[PROMPT] Write out, exactly and in full, the line where "where's the white eyebrow" appears together with all lines that follow it in the entries below. Do not include pictures.

Stored data entries:
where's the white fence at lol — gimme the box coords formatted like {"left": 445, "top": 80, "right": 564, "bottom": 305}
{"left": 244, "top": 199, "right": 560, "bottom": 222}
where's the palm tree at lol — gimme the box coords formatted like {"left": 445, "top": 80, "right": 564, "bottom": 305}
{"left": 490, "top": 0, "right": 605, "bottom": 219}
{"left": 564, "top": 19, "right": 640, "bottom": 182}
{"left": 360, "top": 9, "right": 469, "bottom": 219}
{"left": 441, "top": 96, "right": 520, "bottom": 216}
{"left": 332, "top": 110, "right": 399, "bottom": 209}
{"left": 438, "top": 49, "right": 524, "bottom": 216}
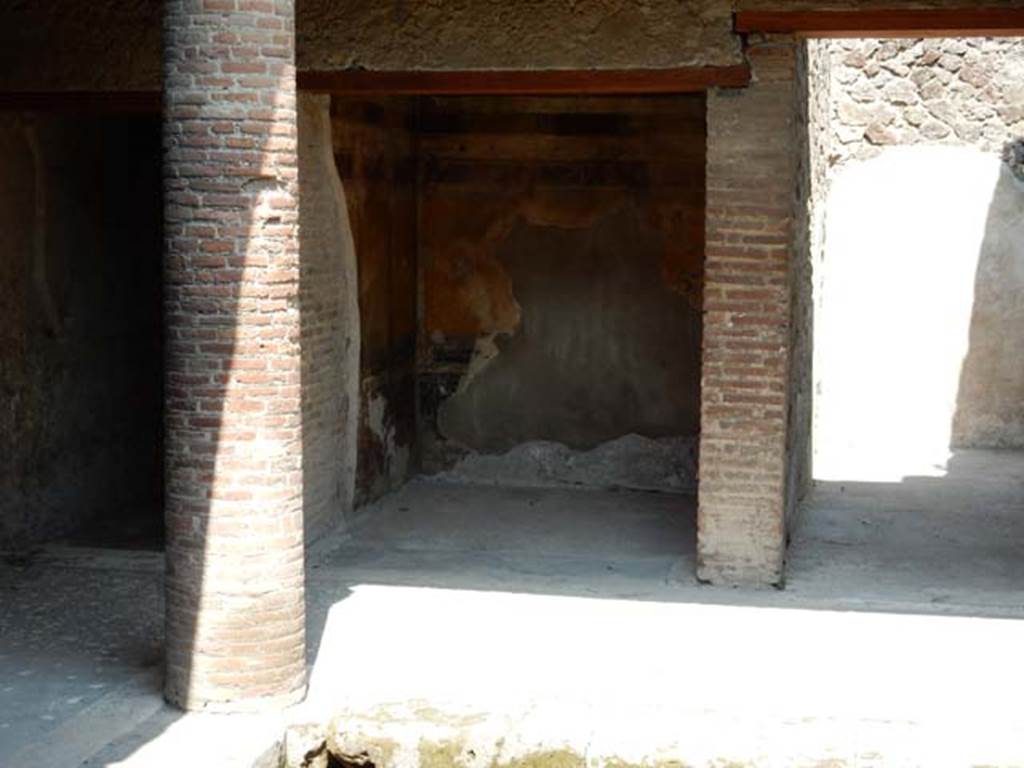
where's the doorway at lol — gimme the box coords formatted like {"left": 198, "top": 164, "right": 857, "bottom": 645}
{"left": 792, "top": 35, "right": 1024, "bottom": 604}
{"left": 326, "top": 90, "right": 708, "bottom": 574}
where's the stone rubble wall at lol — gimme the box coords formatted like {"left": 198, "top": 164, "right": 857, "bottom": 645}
{"left": 827, "top": 37, "right": 1024, "bottom": 165}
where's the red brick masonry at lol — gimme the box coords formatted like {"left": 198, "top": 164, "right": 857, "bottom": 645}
{"left": 698, "top": 37, "right": 797, "bottom": 587}
{"left": 162, "top": 0, "right": 306, "bottom": 710}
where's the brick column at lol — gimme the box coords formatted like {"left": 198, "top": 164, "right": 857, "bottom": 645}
{"left": 698, "top": 37, "right": 798, "bottom": 587}
{"left": 162, "top": 0, "right": 305, "bottom": 709}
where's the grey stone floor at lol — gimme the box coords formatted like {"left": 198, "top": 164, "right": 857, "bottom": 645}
{"left": 0, "top": 554, "right": 165, "bottom": 766}
{"left": 1, "top": 448, "right": 1022, "bottom": 766}
{"left": 311, "top": 451, "right": 1024, "bottom": 616}
{"left": 790, "top": 448, "right": 1024, "bottom": 612}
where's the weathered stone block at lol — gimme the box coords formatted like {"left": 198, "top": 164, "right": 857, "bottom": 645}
{"left": 284, "top": 723, "right": 330, "bottom": 768}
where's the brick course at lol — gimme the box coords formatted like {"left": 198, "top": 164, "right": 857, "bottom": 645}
{"left": 162, "top": 0, "right": 306, "bottom": 709}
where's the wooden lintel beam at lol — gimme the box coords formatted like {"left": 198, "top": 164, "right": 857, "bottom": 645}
{"left": 0, "top": 65, "right": 752, "bottom": 115}
{"left": 735, "top": 9, "right": 1024, "bottom": 38}
{"left": 297, "top": 66, "right": 752, "bottom": 95}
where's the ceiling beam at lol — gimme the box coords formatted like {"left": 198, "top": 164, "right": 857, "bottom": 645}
{"left": 0, "top": 65, "right": 753, "bottom": 114}
{"left": 297, "top": 66, "right": 751, "bottom": 96}
{"left": 735, "top": 9, "right": 1024, "bottom": 38}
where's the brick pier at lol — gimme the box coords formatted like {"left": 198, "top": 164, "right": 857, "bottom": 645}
{"left": 698, "top": 36, "right": 799, "bottom": 587}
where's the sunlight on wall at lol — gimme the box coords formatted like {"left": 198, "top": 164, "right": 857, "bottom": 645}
{"left": 814, "top": 145, "right": 1001, "bottom": 481}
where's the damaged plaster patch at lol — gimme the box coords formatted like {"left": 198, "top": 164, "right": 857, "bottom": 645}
{"left": 366, "top": 389, "right": 411, "bottom": 473}
{"left": 422, "top": 214, "right": 523, "bottom": 344}
{"left": 434, "top": 435, "right": 697, "bottom": 494}
{"left": 455, "top": 333, "right": 506, "bottom": 394}
{"left": 367, "top": 389, "right": 392, "bottom": 443}
{"left": 359, "top": 385, "right": 411, "bottom": 502}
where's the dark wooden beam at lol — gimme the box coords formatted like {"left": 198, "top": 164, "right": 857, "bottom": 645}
{"left": 297, "top": 66, "right": 751, "bottom": 95}
{"left": 735, "top": 9, "right": 1024, "bottom": 38}
{"left": 0, "top": 90, "right": 161, "bottom": 115}
{"left": 0, "top": 65, "right": 752, "bottom": 114}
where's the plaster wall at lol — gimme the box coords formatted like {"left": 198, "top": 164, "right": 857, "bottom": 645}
{"left": 296, "top": 0, "right": 1024, "bottom": 76}
{"left": 814, "top": 37, "right": 1024, "bottom": 481}
{"left": 4, "top": 1, "right": 1023, "bottom": 91}
{"left": 327, "top": 94, "right": 704, "bottom": 497}
{"left": 787, "top": 40, "right": 832, "bottom": 527}
{"left": 0, "top": 1, "right": 161, "bottom": 91}
{"left": 417, "top": 95, "right": 705, "bottom": 493}
{"left": 330, "top": 97, "right": 418, "bottom": 505}
{"left": 0, "top": 115, "right": 163, "bottom": 549}
{"left": 955, "top": 160, "right": 1024, "bottom": 448}
{"left": 298, "top": 94, "right": 361, "bottom": 537}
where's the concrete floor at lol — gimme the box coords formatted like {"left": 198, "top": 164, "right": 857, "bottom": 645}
{"left": 0, "top": 552, "right": 167, "bottom": 766}
{"left": 792, "top": 449, "right": 1024, "bottom": 611}
{"left": 2, "top": 450, "right": 1023, "bottom": 766}
{"left": 0, "top": 550, "right": 286, "bottom": 768}
{"left": 312, "top": 480, "right": 695, "bottom": 587}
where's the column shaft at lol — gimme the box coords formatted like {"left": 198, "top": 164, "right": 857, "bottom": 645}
{"left": 162, "top": 0, "right": 305, "bottom": 710}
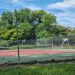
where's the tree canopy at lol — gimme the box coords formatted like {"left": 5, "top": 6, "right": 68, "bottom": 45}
{"left": 0, "top": 8, "right": 74, "bottom": 41}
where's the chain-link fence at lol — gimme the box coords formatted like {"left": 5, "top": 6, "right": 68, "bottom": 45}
{"left": 0, "top": 35, "right": 75, "bottom": 50}
{"left": 0, "top": 35, "right": 75, "bottom": 64}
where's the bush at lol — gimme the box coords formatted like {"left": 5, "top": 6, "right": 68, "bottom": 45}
{"left": 10, "top": 44, "right": 37, "bottom": 49}
{"left": 0, "top": 40, "right": 9, "bottom": 49}
{"left": 0, "top": 40, "right": 8, "bottom": 47}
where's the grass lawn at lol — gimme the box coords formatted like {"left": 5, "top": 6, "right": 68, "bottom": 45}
{"left": 0, "top": 63, "right": 75, "bottom": 75}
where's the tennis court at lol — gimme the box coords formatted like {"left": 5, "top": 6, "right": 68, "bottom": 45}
{"left": 0, "top": 49, "right": 75, "bottom": 56}
{"left": 0, "top": 49, "right": 75, "bottom": 64}
{"left": 0, "top": 34, "right": 75, "bottom": 64}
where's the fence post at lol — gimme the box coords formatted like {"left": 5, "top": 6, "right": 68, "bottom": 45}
{"left": 52, "top": 37, "right": 54, "bottom": 49}
{"left": 68, "top": 35, "right": 70, "bottom": 49}
{"left": 15, "top": 9, "right": 20, "bottom": 63}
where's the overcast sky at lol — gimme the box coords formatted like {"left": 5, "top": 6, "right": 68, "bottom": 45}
{"left": 0, "top": 0, "right": 75, "bottom": 27}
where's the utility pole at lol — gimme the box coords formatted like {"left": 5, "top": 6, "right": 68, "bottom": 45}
{"left": 15, "top": 9, "right": 20, "bottom": 63}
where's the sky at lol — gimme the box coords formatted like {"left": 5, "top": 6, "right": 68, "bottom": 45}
{"left": 0, "top": 0, "right": 75, "bottom": 28}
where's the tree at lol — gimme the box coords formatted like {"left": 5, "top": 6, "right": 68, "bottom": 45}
{"left": 19, "top": 21, "right": 33, "bottom": 39}
{"left": 14, "top": 8, "right": 31, "bottom": 23}
{"left": 0, "top": 8, "right": 74, "bottom": 41}
{"left": 36, "top": 13, "right": 57, "bottom": 38}
{"left": 30, "top": 10, "right": 46, "bottom": 25}
{"left": 1, "top": 11, "right": 13, "bottom": 25}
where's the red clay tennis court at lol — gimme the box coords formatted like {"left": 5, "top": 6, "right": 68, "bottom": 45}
{"left": 0, "top": 49, "right": 75, "bottom": 57}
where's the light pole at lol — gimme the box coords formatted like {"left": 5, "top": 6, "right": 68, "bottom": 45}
{"left": 15, "top": 9, "right": 20, "bottom": 63}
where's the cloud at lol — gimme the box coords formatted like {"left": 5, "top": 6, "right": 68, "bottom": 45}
{"left": 25, "top": 5, "right": 42, "bottom": 10}
{"left": 46, "top": 0, "right": 75, "bottom": 27}
{"left": 0, "top": 0, "right": 41, "bottom": 11}
{"left": 55, "top": 11, "right": 75, "bottom": 27}
{"left": 47, "top": 0, "right": 75, "bottom": 10}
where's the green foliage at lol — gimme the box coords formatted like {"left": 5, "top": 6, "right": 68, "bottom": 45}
{"left": 0, "top": 64, "right": 75, "bottom": 75}
{"left": 69, "top": 34, "right": 75, "bottom": 44}
{"left": 0, "top": 40, "right": 8, "bottom": 47}
{"left": 3, "top": 29, "right": 16, "bottom": 41}
{"left": 19, "top": 22, "right": 33, "bottom": 39}
{"left": 1, "top": 11, "right": 13, "bottom": 25}
{"left": 0, "top": 8, "right": 74, "bottom": 41}
{"left": 10, "top": 44, "right": 37, "bottom": 49}
{"left": 36, "top": 22, "right": 55, "bottom": 38}
{"left": 16, "top": 8, "right": 31, "bottom": 23}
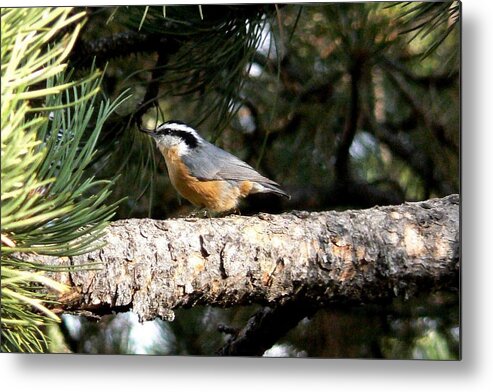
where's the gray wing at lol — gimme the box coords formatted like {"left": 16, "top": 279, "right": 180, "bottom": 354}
{"left": 182, "top": 140, "right": 288, "bottom": 197}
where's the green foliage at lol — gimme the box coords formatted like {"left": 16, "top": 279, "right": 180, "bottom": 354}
{"left": 1, "top": 7, "right": 127, "bottom": 352}
{"left": 394, "top": 1, "right": 460, "bottom": 59}
{"left": 379, "top": 293, "right": 459, "bottom": 360}
{"left": 236, "top": 3, "right": 459, "bottom": 203}
{"left": 110, "top": 5, "right": 270, "bottom": 132}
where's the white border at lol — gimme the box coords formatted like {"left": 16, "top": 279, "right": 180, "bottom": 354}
{"left": 2, "top": 1, "right": 492, "bottom": 391}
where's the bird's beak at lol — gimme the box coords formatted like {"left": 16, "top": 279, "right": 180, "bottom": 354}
{"left": 138, "top": 123, "right": 157, "bottom": 137}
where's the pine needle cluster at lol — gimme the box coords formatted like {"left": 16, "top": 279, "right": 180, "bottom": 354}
{"left": 1, "top": 7, "right": 126, "bottom": 352}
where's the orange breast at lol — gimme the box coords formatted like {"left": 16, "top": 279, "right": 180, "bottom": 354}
{"left": 162, "top": 146, "right": 244, "bottom": 212}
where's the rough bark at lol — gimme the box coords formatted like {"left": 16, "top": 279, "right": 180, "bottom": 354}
{"left": 25, "top": 194, "right": 459, "bottom": 322}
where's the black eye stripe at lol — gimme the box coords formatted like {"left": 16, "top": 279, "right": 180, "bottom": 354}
{"left": 157, "top": 128, "right": 198, "bottom": 148}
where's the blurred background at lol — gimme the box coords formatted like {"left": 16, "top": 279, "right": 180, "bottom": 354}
{"left": 48, "top": 2, "right": 459, "bottom": 358}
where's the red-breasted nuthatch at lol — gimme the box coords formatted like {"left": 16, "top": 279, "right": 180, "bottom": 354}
{"left": 140, "top": 120, "right": 289, "bottom": 213}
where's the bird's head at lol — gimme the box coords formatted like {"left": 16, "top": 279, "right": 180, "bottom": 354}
{"left": 140, "top": 120, "right": 201, "bottom": 155}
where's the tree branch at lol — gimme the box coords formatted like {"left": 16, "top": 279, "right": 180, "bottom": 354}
{"left": 70, "top": 31, "right": 179, "bottom": 68}
{"left": 382, "top": 56, "right": 459, "bottom": 89}
{"left": 217, "top": 299, "right": 318, "bottom": 356}
{"left": 70, "top": 5, "right": 275, "bottom": 69}
{"left": 217, "top": 294, "right": 419, "bottom": 357}
{"left": 382, "top": 66, "right": 459, "bottom": 154}
{"left": 368, "top": 120, "right": 456, "bottom": 197}
{"left": 21, "top": 195, "right": 459, "bottom": 322}
{"left": 334, "top": 60, "right": 362, "bottom": 181}
{"left": 134, "top": 50, "right": 171, "bottom": 128}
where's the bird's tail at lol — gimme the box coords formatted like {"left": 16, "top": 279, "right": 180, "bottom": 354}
{"left": 257, "top": 182, "right": 290, "bottom": 199}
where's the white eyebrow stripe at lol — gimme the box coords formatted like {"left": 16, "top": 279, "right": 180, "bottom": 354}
{"left": 159, "top": 122, "right": 200, "bottom": 138}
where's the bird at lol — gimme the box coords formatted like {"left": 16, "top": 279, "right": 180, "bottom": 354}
{"left": 139, "top": 120, "right": 289, "bottom": 213}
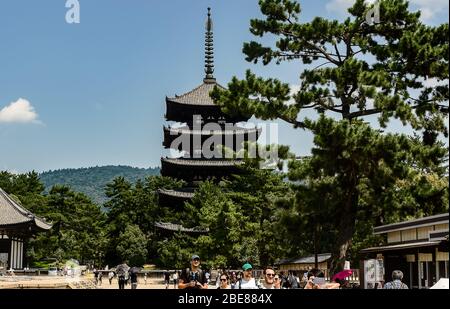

[OUTPUT OF THE TASK]
where's the white eyebrow stripe at lol — gimme the box coords formatted like {"left": 16, "top": 279, "right": 180, "bottom": 354}
{"left": 159, "top": 122, "right": 200, "bottom": 138}
where's the bird at lol — gimme the box coords formatted like {"left": 16, "top": 279, "right": 180, "bottom": 354}
{"left": 139, "top": 120, "right": 289, "bottom": 213}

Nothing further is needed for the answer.